__TASK INSTRUCTIONS__
Can you put each line of the material below into a JSON list of strings, one string per line, with blank lines left out?

__SUPPLIED MATERIAL__
╔══

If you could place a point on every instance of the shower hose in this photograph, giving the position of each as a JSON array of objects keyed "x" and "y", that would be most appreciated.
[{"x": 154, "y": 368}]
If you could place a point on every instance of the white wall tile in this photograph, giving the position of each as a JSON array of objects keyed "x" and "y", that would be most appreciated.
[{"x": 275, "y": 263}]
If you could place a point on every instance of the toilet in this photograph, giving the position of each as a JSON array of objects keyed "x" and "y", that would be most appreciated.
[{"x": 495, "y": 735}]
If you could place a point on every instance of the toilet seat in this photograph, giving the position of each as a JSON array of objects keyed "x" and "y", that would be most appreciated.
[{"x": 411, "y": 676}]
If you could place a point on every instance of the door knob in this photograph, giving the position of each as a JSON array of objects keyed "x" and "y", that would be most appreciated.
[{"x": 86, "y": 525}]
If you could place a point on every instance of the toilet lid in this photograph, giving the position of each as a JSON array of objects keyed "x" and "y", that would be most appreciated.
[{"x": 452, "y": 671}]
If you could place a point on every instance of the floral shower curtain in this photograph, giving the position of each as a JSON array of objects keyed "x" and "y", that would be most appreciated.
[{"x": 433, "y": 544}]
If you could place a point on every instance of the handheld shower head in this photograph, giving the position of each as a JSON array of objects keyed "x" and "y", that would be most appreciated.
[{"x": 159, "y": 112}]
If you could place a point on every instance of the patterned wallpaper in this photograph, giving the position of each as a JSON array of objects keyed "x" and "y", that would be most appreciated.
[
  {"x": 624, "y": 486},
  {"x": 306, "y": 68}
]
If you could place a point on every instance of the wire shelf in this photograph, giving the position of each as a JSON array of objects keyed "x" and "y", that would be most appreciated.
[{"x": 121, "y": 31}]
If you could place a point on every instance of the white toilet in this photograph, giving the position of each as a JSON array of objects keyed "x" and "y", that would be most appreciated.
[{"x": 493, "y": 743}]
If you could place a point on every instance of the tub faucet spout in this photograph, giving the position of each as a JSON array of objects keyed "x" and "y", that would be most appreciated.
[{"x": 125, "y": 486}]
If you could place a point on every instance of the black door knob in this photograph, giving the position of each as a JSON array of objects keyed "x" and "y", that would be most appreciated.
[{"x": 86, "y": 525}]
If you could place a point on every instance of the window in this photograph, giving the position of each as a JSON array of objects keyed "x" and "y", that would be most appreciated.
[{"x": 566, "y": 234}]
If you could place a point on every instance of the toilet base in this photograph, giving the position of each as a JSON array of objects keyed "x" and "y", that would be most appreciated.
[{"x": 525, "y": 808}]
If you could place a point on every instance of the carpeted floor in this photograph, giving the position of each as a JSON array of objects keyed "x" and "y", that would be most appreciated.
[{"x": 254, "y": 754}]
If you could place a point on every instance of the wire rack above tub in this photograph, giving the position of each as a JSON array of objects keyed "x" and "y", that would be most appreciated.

╚══

__THE SOLUTION__
[
  "If you could place a point on every instance of the shower hose in this photograph, giving the position of each as a JSON array of objects keyed \"x\" and \"y\", that would be most appreciated.",
  "[{\"x\": 154, \"y\": 368}]",
  "If you could place a point on every instance of the white wall tile in this photograph, giving the position of each as a JSON array of objects keyed \"x\" and \"y\", that would be most appreciated.",
  "[{\"x\": 275, \"y\": 263}]",
  "If you could place a point on every instance of the toilet in this photograph, giving the position of each as a JSON array of objects keyed \"x\" and \"y\", that would be most appreciated.",
  "[{\"x\": 495, \"y\": 735}]",
  "If you could place a point on every instance of the toilet seat in this photograph, giving the position of each as a JSON array of objects keyed \"x\" and \"y\", that would be most appreciated.",
  "[{\"x\": 411, \"y\": 676}]",
  "If you could place a point on every instance of the door knob in this photograph, giving the position of each as a JSON array of objects keyed \"x\" and \"y\", that would be most appreciated.",
  "[{\"x\": 86, \"y\": 525}]",
  "If you could place a point on every instance of the toilet lid in this photograph, giving the position of each as a JSON array of objects keyed \"x\" and \"y\", that would be most appreciated.",
  "[{\"x\": 452, \"y\": 671}]",
  "If you could place a point on every instance of the floral shower curtain in this photograph, giving the position of each as a JSON array of objects keyed \"x\" and \"y\", that would be most appreciated.",
  "[{\"x\": 433, \"y\": 544}]",
  "If you could place a point on every instance of the handheld shower head in this photograph, giving the position of each as a JSON array of objects keyed \"x\" and \"y\", that would be most appreciated.",
  "[{\"x\": 159, \"y\": 112}]",
  "If you could place a point on every instance of the patterned wallpaper in this photograph, giving the position of each as a JSON array of objects keyed \"x\" and \"y\", that would be most appreciated.",
  "[",
  "  {\"x\": 624, \"y\": 486},",
  "  {\"x\": 306, \"y\": 68}",
  "]",
  "If you could place a point on every instance of the wire shelf in this photograph, giving the position of each as a JSON array of objects keyed \"x\" and \"y\", that would be most appreciated.",
  "[{\"x\": 121, \"y\": 31}]",
  "If you could place a point on every instance of the white toilet in this photograph, giving the position of each as a JSON array of objects keyed \"x\" and \"y\", that would be most appreciated.",
  "[{\"x\": 493, \"y\": 743}]",
  "If you could place a point on every instance of the tub faucet spout in this photograph, giving the position of each as a JSON array of objects keyed \"x\" and \"y\", that would be most appreciated.",
  "[{\"x\": 125, \"y\": 486}]",
  "If you could place a point on every instance of the black door knob in this photograph, giving the position of each as a JSON array of objects keyed \"x\" and \"y\", that would be most appreciated.",
  "[{\"x\": 86, \"y\": 525}]",
  "If you could place a point on every instance of the window in this photograph, giving the position of each as a JSON array of objects keyed \"x\" and \"y\", that would be most appreciated.",
  "[{\"x\": 566, \"y\": 234}]",
  "If you could place a point on every instance of the toilet base in this photograph, giving the position of each as a JSON array of objects keyed \"x\" and \"y\", that would be most appreciated.",
  "[{\"x\": 525, \"y\": 808}]",
  "If you could place a point on every instance of the carpeted floor in this photograph, giving the position of each as a JSON array of objects keyed \"x\" and \"y\", that would be most appreciated.",
  "[{\"x\": 254, \"y\": 754}]",
  "If you could place a point on every instance of the wire rack above tub in this photograph, giving the position of each as a JSON array of objects keyed \"x\" and \"y\", that would be most appreciated."
]